All records, exactly as written, minus the pictures: copy them out.

━━━ Data shown

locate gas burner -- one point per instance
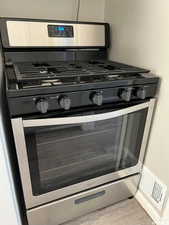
(43, 64)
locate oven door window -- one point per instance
(63, 155)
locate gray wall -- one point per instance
(53, 9)
(140, 36)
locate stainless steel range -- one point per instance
(80, 122)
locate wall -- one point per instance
(92, 10)
(39, 9)
(140, 36)
(53, 9)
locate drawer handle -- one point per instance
(90, 197)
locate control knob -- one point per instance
(141, 93)
(42, 105)
(65, 102)
(125, 94)
(97, 98)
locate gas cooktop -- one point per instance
(46, 74)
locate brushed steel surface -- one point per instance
(83, 119)
(33, 201)
(35, 34)
(64, 210)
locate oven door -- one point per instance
(59, 157)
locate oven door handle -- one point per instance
(83, 119)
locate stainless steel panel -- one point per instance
(35, 34)
(83, 119)
(61, 211)
(33, 201)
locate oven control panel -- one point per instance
(69, 100)
(60, 31)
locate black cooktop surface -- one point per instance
(46, 74)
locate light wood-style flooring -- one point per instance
(124, 213)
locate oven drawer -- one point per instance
(69, 208)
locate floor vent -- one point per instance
(153, 188)
(157, 192)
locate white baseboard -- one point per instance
(148, 208)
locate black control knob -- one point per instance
(42, 105)
(97, 98)
(125, 94)
(141, 93)
(65, 102)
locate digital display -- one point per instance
(60, 28)
(60, 31)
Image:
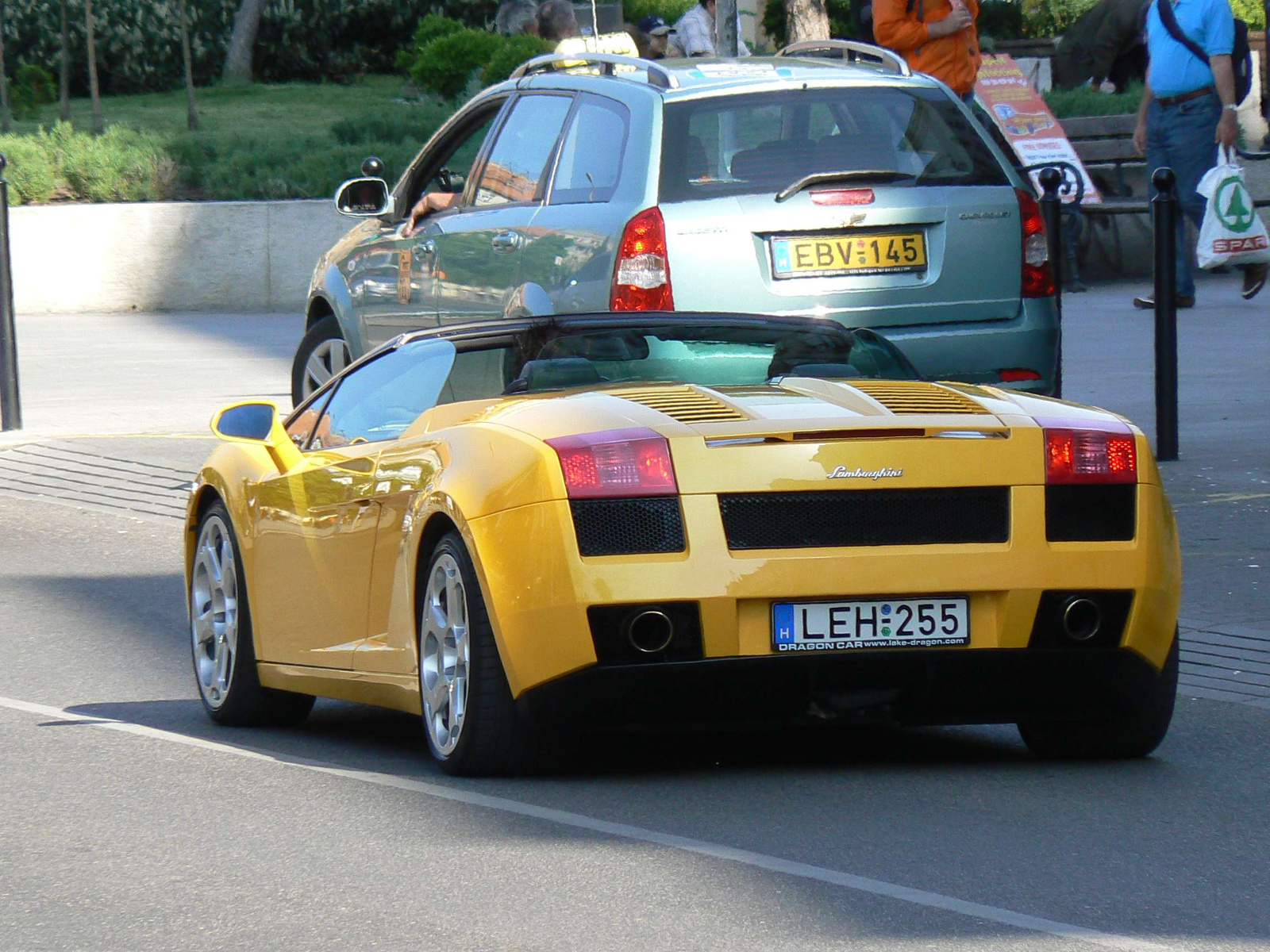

━━━━━━

Answer for this exercise
locate gas burner -- one point per instance
(43, 64)
locate oven door window -- one point per instance
(63, 155)
locate gray wall -- one point per instance
(53, 9)
(140, 36)
locate stainless steel range -- one point per instance
(80, 122)
locate wall -- one point per instance
(92, 10)
(39, 9)
(140, 36)
(53, 9)
locate drawer handle -- one point per instance
(90, 197)
locate control knob -- one point per instance
(141, 93)
(42, 105)
(65, 102)
(125, 94)
(97, 98)
locate gas cooktop -- one point per instance
(46, 74)
locate brushed steel surface -- one point per instance
(83, 119)
(33, 201)
(35, 34)
(64, 210)
locate oven door -- one point per instance
(59, 157)
locate oven door handle -- one point per instance
(83, 119)
locate stainless steel panel -- one point per instance
(35, 34)
(83, 119)
(61, 211)
(33, 201)
locate oven control panel -- one point per instance
(69, 100)
(60, 31)
locate black cooktop surface -- one point per instance
(46, 74)
locate light wood-style flooring -- one point per instance
(124, 213)
locate oven drawer -- one point per instance
(69, 208)
locate floor vent -- one point per instance
(153, 188)
(157, 192)
locate white baseboard -- one point per instance
(148, 208)
locate black control knob -- one point per instance
(42, 105)
(97, 98)
(125, 94)
(141, 93)
(65, 102)
locate digital display -- one point per instance
(60, 28)
(60, 31)
Image:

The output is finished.